Excerpt to read ->
◇ ◇ ◇ ◇ ◇
After Alzheimer’s disease, Lewy body disease (LBD) is the second most common form of dementia, but it’s very difficult to diagnose. Now, thanks to a neuroscientist at Florida Atlantic University, a three-minute test can not only detect LBD but also just as effectively diagnose Parkinson’s disease dementia. The test has a nearly 97 percent accuracy in distinguishing between LBD and Alzheimer’s disease, which doctors commonly mistake.
"Most patients never receive an evaluation by a neurologist skilled in the diagnosis of Lewy body dementia, and significant delays and misdiagnoses occur in most patients with this disease," said Dr. James E. Galvin, a professor of clinical biomedical science in FAU's Charles E. Schmidt College of Medicine, in a press release. "This new tool has the potential to provide a clearer, more accurate picture for those patients who are unable to be seen by specialists, hastening the correct diagnosis and reducing the strain and burden placed on patients and caregivers."
Galvin’s “Lewy Body Composite Risk Score” consists of a brief rating scan that can be completed by a doctor to assess symptoms that are in line with LBD quickly. If they have rigid or unstable posture, a resting tremor, or a slowness or weakness in their movements, Galvin’s test can detect LBD without having to measure the degree of the disease’s severity, which is what made previous tests take longer to perform and with less accuracy.
◇ ◇ ◇ ◇ ◇
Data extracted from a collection
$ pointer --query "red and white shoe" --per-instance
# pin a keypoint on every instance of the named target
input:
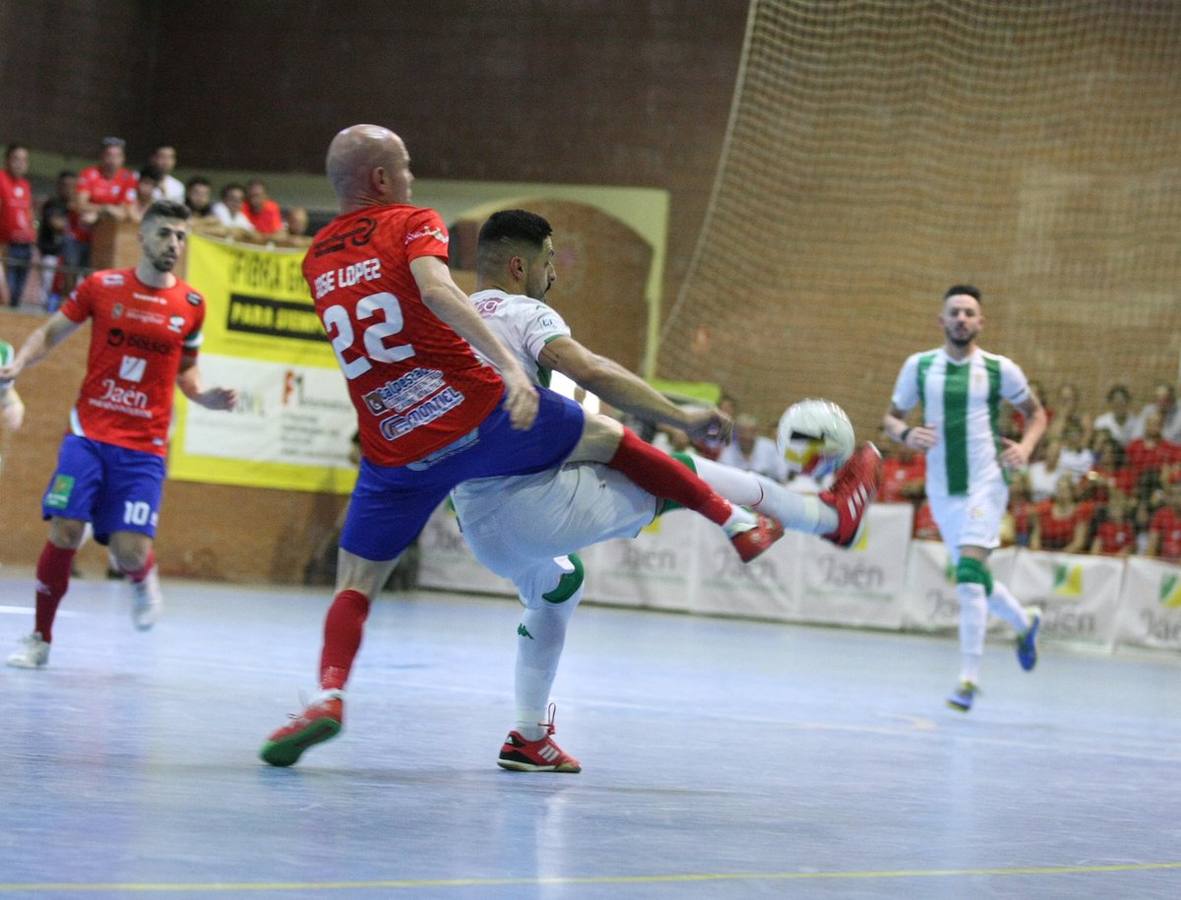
(855, 487)
(536, 756)
(757, 539)
(321, 721)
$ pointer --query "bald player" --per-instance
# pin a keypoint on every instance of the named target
(430, 413)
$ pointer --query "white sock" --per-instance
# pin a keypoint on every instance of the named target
(793, 510)
(539, 651)
(973, 624)
(1005, 606)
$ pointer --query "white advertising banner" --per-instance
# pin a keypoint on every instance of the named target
◇ ◇ ◇ ◇ ◇
What this exercise asks ->
a. Could you output the part of the Lewy body dementia article that opens with the words containing "After Alzheimer’s disease, Lewy" and closes with "doctors commonly mistake."?
b. Can you finish out the next part of the Lewy body dementia article, picking up after its last sentence?
These data have no connection to the Lewy body dementia article.

Your written answers ->
a.
After Alzheimer’s disease, Lewy body disease (LBD) is the second most common form of dementia, but it’s very difficult to diagnose. Now, thanks to a neuroscientist at Florida Atlantic University, a three-minute test can not only detect LBD but also just as effectively diagnose Parkinson’s disease dementia. The test has a nearly 97 percent accuracy in distinguishing between LBD and Alzheimer’s disease, which doctors commonly mistake.

b.
The test was given to real patients in clinics with a mix of different genders, education levels, and a wide range of symptoms of disease progressions. Being able to differentiate between LBD and Alzheimer’s is key, because the two conditions manifest in similar ways and can be hard for doctors to detect when it’s early on. It affects an estimated 1.4 million people in America, and many doctors and medical professionals are not familiar with all of its characteristic symptoms. It can take more than a year or two for doctors to diagnose LBD, and early diagnosis can mean the difference between an extended quality of life with independence and being entirely dependent on a caregiver.
Like Alzheimer’s, LBD usually begins to show symptoms between the ages of 50 and 85 and in some cases much earlier. According to the Lewy Body Dementia Association, at first, people with LBD may respond well to certain dementia medications. But over time people win up responding poorly and end up worse off than people with Alzheimer’s and Parkinson’s, and are sometimes left with dangerous and even permanent side effects.
"Early detection of Lewy body dementias will be important to enable future interventions at the earliest stages when they are likely to be most effective," Galvin said. Their findings go beyond just earlier treatments but are expected to improve and expedite clinical trials for future studies on LBD, and help advance LBD biomarker research for genetic testing.